» **Task instructions**
From the line below that contains "column 1055, row 80" to the line that contains "Where can you see the hillside", repeat every line exactly, both ends included, and nothing else.

» **Provided data**
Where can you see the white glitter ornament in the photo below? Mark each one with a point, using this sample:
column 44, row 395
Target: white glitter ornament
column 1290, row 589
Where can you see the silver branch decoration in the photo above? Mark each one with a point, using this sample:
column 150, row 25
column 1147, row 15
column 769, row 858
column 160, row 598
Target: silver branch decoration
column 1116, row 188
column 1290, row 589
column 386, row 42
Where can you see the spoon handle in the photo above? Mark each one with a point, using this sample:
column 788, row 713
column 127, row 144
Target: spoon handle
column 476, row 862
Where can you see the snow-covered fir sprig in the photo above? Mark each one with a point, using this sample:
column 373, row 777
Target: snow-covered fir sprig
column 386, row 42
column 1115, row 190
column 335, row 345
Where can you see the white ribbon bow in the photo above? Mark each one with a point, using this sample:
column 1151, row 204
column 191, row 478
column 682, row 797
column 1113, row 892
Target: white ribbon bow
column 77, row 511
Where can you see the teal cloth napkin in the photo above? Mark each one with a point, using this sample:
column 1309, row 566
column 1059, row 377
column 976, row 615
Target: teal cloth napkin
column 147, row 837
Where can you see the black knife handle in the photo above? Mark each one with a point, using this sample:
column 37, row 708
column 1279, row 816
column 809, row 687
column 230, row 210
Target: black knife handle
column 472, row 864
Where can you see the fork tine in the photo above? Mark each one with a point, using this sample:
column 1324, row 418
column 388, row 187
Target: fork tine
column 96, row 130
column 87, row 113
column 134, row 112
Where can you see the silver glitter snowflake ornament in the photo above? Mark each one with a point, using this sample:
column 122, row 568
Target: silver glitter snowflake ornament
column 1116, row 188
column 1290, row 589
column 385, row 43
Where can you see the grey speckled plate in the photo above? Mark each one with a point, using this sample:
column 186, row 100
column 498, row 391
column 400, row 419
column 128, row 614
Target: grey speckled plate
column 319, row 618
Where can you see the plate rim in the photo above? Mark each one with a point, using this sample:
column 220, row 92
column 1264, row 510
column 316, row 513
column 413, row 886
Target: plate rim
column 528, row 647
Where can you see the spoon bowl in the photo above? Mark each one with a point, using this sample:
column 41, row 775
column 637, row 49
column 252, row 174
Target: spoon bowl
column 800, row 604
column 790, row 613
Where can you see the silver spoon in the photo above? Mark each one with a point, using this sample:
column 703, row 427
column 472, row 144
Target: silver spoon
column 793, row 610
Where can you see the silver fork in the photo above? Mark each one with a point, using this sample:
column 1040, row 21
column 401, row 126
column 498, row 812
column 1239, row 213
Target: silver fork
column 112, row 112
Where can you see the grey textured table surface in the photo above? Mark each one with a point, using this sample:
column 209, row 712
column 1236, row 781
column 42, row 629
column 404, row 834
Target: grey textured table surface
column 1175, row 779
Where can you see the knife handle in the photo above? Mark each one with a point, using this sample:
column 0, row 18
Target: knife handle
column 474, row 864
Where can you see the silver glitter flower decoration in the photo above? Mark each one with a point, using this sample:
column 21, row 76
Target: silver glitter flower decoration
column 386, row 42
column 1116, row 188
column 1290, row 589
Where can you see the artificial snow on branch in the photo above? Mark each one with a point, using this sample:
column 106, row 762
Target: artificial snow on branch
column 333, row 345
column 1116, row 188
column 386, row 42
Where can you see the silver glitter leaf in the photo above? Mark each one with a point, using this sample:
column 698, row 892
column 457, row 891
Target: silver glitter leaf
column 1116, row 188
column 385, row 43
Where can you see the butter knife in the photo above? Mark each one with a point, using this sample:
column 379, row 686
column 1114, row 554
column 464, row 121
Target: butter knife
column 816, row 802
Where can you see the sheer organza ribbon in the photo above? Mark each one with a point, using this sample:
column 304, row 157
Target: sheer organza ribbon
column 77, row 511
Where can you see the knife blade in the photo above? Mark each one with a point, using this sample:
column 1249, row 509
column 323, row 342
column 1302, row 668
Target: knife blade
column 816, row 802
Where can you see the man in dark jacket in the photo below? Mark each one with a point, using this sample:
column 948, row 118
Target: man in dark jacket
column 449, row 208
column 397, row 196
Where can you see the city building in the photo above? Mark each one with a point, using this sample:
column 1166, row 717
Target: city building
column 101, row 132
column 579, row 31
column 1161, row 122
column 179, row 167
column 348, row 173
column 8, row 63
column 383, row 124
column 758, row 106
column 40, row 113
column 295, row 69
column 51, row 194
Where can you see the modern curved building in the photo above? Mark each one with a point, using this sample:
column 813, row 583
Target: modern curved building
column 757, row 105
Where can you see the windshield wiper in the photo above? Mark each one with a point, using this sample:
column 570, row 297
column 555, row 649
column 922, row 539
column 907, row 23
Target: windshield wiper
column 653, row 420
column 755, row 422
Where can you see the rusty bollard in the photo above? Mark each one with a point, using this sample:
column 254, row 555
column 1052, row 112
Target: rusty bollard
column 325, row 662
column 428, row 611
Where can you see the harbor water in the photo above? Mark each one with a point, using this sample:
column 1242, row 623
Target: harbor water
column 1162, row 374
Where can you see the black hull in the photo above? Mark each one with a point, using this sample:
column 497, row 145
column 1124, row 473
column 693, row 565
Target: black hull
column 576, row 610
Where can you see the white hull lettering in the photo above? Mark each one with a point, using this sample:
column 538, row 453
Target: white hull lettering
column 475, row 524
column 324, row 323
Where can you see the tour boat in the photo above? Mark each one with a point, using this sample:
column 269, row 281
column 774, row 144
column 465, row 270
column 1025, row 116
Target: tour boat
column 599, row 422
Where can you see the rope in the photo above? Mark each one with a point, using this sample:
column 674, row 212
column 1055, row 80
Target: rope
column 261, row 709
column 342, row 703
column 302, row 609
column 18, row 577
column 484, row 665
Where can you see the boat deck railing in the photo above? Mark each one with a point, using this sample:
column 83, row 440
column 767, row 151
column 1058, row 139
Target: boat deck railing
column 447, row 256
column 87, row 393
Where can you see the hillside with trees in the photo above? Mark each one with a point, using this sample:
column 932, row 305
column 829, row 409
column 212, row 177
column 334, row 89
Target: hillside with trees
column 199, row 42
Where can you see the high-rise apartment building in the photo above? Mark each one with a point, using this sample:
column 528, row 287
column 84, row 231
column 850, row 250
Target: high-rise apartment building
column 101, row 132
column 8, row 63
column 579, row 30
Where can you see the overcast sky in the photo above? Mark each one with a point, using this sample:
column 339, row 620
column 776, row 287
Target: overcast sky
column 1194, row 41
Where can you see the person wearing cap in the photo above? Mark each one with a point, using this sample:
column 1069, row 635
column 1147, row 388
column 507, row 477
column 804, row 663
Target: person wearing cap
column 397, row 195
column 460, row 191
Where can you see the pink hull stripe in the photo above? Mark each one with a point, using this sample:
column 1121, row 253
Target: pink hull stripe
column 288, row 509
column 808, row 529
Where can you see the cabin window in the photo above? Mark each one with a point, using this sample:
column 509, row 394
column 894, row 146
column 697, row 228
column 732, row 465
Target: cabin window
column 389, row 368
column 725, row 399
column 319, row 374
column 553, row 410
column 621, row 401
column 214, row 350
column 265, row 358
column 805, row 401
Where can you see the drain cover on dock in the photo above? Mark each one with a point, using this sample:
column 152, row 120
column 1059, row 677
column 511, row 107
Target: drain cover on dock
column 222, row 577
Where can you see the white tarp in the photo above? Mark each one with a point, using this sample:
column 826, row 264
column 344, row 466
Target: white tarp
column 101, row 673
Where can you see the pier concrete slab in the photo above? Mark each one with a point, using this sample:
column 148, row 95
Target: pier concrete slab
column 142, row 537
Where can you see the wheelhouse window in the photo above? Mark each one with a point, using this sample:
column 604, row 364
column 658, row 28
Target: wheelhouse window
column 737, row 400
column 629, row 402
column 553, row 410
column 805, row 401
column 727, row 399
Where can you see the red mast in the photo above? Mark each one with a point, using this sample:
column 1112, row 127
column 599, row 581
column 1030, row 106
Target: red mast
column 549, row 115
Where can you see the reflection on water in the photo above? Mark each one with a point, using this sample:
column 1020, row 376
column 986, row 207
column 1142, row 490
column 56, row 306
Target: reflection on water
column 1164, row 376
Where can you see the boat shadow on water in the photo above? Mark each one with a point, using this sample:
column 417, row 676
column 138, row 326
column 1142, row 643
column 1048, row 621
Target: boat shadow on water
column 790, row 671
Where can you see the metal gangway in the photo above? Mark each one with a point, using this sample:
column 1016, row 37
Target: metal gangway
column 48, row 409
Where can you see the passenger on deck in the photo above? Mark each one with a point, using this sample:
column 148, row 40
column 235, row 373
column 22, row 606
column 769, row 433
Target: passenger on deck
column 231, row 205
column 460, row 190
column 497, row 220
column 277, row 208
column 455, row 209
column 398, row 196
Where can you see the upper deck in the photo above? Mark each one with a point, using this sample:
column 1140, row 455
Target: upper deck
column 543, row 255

» **Reply**
column 1055, row 80
Target: rope
column 261, row 709
column 342, row 703
column 302, row 609
column 18, row 577
column 484, row 665
Where can you see the boat deck railing in the photo above? Mark each one with a point, using this sample:
column 83, row 440
column 767, row 151
column 1058, row 139
Target: boat deck railing
column 447, row 256
column 87, row 393
Where can you see the hillside with trees in the photo above? Mark each one with a point, using this sample:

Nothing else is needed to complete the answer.